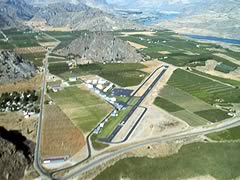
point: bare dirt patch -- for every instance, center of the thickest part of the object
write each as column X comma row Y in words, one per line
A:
column 165, row 52
column 31, row 84
column 146, row 33
column 157, row 122
column 16, row 121
column 224, row 56
column 60, row 136
column 137, row 46
column 151, row 66
column 30, row 50
column 48, row 44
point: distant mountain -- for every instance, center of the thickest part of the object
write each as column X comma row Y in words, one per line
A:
column 219, row 18
column 101, row 4
column 14, row 12
column 101, row 47
column 205, row 17
column 81, row 17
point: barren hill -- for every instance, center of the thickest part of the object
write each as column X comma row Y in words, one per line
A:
column 14, row 68
column 101, row 47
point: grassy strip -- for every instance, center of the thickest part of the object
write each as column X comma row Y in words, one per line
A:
column 113, row 122
column 213, row 115
column 97, row 145
column 224, row 80
column 230, row 134
column 82, row 107
column 126, row 74
column 198, row 159
column 167, row 105
column 203, row 88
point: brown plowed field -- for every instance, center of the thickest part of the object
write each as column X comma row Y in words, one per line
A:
column 59, row 135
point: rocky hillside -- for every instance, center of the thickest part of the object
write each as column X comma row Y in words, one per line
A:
column 81, row 17
column 103, row 47
column 14, row 68
column 14, row 12
column 16, row 154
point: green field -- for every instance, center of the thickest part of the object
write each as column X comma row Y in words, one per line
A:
column 97, row 145
column 205, row 89
column 224, row 80
column 167, row 105
column 82, row 107
column 35, row 58
column 213, row 115
column 125, row 74
column 198, row 159
column 188, row 104
column 230, row 134
column 224, row 68
column 190, row 118
column 183, row 51
column 112, row 123
column 6, row 45
column 55, row 60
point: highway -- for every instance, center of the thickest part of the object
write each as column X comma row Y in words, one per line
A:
column 92, row 162
column 204, row 130
column 37, row 153
column 126, row 118
column 4, row 35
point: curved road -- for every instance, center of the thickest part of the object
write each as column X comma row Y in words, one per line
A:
column 177, row 136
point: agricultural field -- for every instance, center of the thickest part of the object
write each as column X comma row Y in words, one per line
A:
column 82, row 107
column 60, row 136
column 183, row 105
column 224, row 80
column 220, row 161
column 121, row 74
column 230, row 134
column 167, row 105
column 203, row 88
column 213, row 115
column 6, row 45
column 35, row 58
column 177, row 49
column 113, row 122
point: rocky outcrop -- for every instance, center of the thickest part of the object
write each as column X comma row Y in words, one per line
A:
column 14, row 12
column 16, row 154
column 14, row 68
column 101, row 47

══════

The line containing "point: rocky outcrop" and all lines after it, to the end of the records, are to be output exactly and alone.

point: rocky outcrop -- for every instance, center of the thickest part of the object
write each as column X comma row Y in words, one per line
A:
column 14, row 12
column 16, row 154
column 14, row 68
column 101, row 47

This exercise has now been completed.